Tasks to complete ::
1) In the thread on multiplying by 0 and 1, reproduce the stretch from "in the example above)" through "prediction, better performance).", substituting "multiply operation" for "multiplication".
2) Condense the paragraph of the thread on multiplying by 0 and 1 that begins "Reason is, that if the processor" into a shorter version that keeps its main facts.
3) According to the thread on multiplying by 0 and 1, how many clock ticks did the test program report for a coefficient of 0.25?

Excerpted passage ::
In the following line:
aData[i] = aData[i] + ( aOn * sin( i ) );
If aOn
is 0
or 1
, does the processor actually perform the multiplication, or does it conditionally work out the result (0
for 0
, other-value for 1
)?
I'm looking into algorithm performance consistency, which partly involves a look into the effect of Branch Prediction.
The hypothesis is that this code:
for ( i = 0; i < iNumSamples; i++ )
aData[i] = aData[i] + ( aOn * sin( i ) );
will provide more stable performance than this code (where branch prediction may destabilise performance):
for ( i = 0; i < iNumSamples; i++ )
{
if ( aOn )
aData[i] = aData[i] + sin( i );
}
with aOn
being either 0
or 1
, and it can toggle during the loop execution by another thread.
The actual conditional calculation (+ sin( i )
in the example above) involves more processing and the if condition must be within the loop (there are multitude of conditions, not just one like in the example above; also, changes to aOn
should have effect immediately and not per loop).
Ignoring performance consistency, the performance tradeoff between the two options is in the time it takes to execute the if
statement and that of a multiplication.
Regardless, it is easy to spot that if a processor would not perform the actual multiplication for values like 1
and 0
, the first option could be a win-win solution (no branch prediction, better performance).
Processors perform regular multiplication with 0
s and 1
s.
Reason is, that if the processor would check for 0
and 1
before each calculation, the introduction of the condition will take more cycles. While you would gain performance for 0
and 1
multipliers, you will lose performance for any other values (which are much more probable).
A simple program can prove this:
#include <iostream>
#include "cycle.h"
#include "time.h"
void Loop( float aCoefficient )
{
float iSum = 0.0f;
clock_t iStart, iEnd;
iStart = clock();
for ( int i = 0; i < 100000000; i++ )
{
iSum += aCoefficient * rand();
}
iEnd = clock();
printf("Coefficient: %f: %li clock ticks\n", aCoefficient, iEnd - iStart );
}
int main(int argc, const char * argv[])
{
Loop( 0.0f );
Loop( 1.0f );
Loop( 0.25f );
return 0;
}
For which the output is:
Coefficient: 0.000000: 1380620 clock ticks
Coefficient: 1.000000: 1375345 clock ticks
Coefficient: 0.250000: 1374483 clock ticks

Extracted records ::
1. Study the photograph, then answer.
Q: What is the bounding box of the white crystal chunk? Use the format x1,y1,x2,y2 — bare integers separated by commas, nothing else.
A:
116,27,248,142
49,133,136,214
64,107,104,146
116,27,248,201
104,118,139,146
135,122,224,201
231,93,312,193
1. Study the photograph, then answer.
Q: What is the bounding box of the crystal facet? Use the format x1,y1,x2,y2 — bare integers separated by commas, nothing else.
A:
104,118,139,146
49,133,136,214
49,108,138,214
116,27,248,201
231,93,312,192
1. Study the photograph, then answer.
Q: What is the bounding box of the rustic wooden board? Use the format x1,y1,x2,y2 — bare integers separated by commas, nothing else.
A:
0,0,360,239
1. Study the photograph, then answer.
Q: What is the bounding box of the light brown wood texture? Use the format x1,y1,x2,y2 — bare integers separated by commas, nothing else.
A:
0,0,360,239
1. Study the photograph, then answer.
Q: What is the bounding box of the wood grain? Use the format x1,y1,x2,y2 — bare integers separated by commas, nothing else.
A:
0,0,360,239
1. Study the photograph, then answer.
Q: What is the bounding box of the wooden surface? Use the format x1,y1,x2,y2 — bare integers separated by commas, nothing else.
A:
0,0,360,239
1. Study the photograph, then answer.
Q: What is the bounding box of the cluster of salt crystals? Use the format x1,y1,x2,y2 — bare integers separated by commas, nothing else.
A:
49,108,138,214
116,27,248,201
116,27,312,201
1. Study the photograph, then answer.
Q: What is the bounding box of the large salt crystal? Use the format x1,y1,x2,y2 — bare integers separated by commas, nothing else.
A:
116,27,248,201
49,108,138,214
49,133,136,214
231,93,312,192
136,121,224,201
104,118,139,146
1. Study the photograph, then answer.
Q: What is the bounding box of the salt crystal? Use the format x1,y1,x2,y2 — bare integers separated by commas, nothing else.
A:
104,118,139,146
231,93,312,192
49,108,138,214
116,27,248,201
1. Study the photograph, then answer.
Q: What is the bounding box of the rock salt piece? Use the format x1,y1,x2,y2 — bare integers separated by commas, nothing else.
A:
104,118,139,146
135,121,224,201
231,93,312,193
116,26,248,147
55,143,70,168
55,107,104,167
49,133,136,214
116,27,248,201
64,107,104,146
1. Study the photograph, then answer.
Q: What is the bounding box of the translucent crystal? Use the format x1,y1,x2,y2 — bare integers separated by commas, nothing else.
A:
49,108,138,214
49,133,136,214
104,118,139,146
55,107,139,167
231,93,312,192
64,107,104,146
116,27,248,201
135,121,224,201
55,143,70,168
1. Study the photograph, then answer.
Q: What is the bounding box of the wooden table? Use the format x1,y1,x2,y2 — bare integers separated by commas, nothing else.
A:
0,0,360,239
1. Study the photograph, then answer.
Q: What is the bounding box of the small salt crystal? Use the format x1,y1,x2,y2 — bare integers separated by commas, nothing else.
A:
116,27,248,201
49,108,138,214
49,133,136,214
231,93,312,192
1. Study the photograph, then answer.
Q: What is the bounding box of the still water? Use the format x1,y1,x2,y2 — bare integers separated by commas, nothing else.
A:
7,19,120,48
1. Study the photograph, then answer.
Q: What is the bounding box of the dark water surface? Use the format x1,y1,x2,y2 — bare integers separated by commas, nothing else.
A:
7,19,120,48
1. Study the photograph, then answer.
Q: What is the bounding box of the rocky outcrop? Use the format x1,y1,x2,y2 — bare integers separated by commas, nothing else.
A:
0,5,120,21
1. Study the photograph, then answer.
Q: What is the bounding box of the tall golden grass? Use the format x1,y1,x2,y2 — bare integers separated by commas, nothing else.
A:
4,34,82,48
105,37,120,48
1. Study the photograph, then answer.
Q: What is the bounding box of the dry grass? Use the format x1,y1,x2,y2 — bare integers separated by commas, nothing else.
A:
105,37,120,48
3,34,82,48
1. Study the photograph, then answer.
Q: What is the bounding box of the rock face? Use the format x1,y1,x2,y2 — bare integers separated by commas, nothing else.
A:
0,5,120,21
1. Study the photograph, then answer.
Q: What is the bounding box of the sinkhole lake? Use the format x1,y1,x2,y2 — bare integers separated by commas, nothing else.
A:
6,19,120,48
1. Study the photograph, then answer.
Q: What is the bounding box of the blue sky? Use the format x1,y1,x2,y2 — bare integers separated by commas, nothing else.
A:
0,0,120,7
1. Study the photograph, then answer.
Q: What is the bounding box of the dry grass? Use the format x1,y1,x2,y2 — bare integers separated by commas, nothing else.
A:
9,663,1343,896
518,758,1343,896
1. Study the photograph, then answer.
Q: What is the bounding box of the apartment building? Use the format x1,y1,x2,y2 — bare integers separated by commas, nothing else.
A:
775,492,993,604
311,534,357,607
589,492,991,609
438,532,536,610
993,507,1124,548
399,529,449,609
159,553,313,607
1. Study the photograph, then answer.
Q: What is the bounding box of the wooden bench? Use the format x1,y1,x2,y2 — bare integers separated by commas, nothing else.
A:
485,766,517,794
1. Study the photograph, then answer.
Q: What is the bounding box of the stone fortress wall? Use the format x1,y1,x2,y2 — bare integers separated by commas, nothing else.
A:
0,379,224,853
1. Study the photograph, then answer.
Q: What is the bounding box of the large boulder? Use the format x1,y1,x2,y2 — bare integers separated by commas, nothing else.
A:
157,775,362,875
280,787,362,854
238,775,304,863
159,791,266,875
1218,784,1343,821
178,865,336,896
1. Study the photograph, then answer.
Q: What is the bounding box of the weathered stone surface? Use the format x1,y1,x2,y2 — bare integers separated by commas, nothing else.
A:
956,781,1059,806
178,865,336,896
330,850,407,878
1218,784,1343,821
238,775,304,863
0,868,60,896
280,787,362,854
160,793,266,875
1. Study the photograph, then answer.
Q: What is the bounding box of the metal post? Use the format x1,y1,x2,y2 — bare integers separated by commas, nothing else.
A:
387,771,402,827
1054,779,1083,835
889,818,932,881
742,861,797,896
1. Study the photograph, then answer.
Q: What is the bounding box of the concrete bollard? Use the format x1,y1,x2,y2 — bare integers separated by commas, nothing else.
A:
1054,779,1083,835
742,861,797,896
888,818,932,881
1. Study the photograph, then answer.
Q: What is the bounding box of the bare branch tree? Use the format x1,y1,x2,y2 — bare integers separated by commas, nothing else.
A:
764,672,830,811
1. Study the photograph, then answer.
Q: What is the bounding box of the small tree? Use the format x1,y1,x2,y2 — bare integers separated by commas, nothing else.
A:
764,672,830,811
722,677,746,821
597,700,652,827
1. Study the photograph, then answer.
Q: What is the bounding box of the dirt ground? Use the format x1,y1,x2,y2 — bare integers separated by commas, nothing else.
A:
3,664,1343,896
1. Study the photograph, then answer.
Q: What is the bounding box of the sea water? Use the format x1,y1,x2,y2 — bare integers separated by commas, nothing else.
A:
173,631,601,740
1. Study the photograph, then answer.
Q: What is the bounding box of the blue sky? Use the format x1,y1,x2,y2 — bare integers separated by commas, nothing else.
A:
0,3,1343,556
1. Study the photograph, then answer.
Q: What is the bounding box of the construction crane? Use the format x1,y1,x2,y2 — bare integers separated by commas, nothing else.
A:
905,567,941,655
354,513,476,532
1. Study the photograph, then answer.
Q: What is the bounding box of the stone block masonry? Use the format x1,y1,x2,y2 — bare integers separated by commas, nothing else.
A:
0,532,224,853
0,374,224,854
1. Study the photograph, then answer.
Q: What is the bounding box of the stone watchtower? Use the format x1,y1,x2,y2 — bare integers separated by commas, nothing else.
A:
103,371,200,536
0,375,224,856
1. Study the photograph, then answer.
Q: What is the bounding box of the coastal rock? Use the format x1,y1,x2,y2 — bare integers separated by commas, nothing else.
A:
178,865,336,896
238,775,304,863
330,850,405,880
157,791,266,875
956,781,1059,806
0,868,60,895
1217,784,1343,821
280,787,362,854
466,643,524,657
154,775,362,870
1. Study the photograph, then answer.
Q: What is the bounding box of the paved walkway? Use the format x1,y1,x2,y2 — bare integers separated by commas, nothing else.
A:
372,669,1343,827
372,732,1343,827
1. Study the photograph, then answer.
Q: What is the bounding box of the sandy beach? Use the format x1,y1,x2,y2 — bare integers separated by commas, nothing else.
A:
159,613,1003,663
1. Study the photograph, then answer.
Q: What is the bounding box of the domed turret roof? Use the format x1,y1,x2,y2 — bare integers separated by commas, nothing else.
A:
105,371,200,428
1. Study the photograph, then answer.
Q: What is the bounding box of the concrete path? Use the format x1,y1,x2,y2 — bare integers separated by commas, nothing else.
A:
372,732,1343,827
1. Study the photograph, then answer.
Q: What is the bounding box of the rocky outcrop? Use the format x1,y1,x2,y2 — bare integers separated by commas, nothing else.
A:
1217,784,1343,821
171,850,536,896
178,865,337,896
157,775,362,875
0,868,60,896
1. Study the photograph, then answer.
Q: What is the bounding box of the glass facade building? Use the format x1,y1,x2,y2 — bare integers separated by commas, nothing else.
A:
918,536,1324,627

Expected results ::
1)
in the example above) involves more processing and the if condition must be within the loop (there are multitude of conditions, not just one like in the example above; also, changes to aOn
should have effect immediately and not per loop).
Ignoring performance consistency, the performance tradeoff between the two options is in the time it takes to execute the if
statement and that of a multiply operation.
Regardless, it is easy to spot that if a processor would not perform the actual multiply operation for values like 1
and 0
, the first option could be a win-win solution (no branch prediction, better performance).

2) Checking for 0 and 1 before each calculation would cost extra cycles. It would speed up multipliers of 0 and 1 but slow down all other values, which are much more likely.

3) 1374483 clock ticks.